┌─ Input for this task

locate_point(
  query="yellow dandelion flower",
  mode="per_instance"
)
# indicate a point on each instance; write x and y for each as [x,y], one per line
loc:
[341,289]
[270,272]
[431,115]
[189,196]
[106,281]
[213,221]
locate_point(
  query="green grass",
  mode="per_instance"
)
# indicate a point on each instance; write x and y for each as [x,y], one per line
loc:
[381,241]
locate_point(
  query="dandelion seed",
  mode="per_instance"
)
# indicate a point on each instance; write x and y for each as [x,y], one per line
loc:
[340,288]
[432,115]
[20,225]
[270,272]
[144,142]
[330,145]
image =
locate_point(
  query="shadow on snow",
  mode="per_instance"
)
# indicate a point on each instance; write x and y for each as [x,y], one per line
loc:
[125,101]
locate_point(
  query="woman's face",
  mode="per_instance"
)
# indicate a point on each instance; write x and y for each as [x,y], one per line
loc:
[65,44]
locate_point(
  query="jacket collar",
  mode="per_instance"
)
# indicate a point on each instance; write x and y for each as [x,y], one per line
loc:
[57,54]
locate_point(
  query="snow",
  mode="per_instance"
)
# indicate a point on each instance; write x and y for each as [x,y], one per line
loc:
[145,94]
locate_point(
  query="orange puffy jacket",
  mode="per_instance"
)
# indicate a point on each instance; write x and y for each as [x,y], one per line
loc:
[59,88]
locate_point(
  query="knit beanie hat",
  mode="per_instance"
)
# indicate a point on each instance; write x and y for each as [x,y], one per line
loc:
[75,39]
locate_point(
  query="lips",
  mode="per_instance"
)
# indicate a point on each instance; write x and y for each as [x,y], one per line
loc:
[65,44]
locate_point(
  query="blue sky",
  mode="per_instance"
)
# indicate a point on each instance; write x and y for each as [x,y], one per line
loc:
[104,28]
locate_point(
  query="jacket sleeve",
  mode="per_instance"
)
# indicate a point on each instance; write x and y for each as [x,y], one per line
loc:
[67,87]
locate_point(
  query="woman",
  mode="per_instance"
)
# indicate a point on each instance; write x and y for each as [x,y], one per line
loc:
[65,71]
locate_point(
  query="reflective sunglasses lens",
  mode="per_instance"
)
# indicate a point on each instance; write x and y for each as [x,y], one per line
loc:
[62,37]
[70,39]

└─

Using the listing above, retype each line exactly.

Written response
locate_point(
  query="yellow dandelion flower",
  mode="per_instance"
)
# indicate a point on each instance; write x and y for each as [x,y], one per line
loc:
[341,289]
[270,272]
[431,115]
[189,196]
[106,281]
[213,221]
locate_point(
  query="green grass",
  mode="per_instance"
)
# indicate a point on each instance; write x and y for each as [x,y], one per line
loc:
[381,241]
locate_point(
  query="dandelion seed",
  mode="per_instance"
)
# indicate a point on each instance; write x and y for each as [x,y], one per line
loc:
[340,288]
[432,115]
[20,225]
[270,272]
[144,142]
[330,145]
image =
locate_point(
  query="shadow on snow",
  mode="per_instance"
)
# indicate a point on each instance; write x and y for each as [x,y], one per line
loc:
[125,101]
locate_point(
  query="woman's face",
  mode="per_instance"
)
# indicate a point on each instance; write x and y for each as [x,y], one per line
loc:
[65,44]
locate_point(
  query="jacket collar",
  mode="per_instance"
)
# indicate a point on each instance; write x and y for each as [x,y], one per line
loc:
[57,54]
locate_point(
  query="snow",
  mode="per_instance"
)
# indicate a point on each instance; write x and y for each as [x,y], one per line
loc:
[145,94]
locate_point(
  query="orange puffy jacket",
  mode="per_instance"
)
# indicate a point on each instance; write x and y for each as [x,y], one per line
loc:
[59,88]
locate_point(
  query="knit beanie hat",
  mode="per_instance"
)
# indicate a point on each instance; write x and y for each as [x,y], one per line
loc:
[75,39]
locate_point(
  query="lips",
  mode="per_instance"
)
# indicate a point on each instance; write x and y for each as [x,y], one per line
loc:
[65,44]
locate_point(
  query="blue sky",
  mode="per_instance"
)
# indicate a point on each instance; write x and y for each as [x,y], one per line
loc:
[104,28]
locate_point(
  query="jacket sleeve",
  mode="per_instance"
)
# indicate a point on each instance; write x and y for each as [x,y], one per line
loc:
[67,87]
locate_point(
  query="woman",
  mode="per_instance"
)
# indicate a point on each instance; write x and y for each as [x,y], one per line
loc:
[65,71]
locate_point(
  query="reflective sunglasses lens",
  mode="per_instance"
)
# indicate a point on each instance; write x and y for each as [x,y], one per line
loc:
[62,37]
[70,39]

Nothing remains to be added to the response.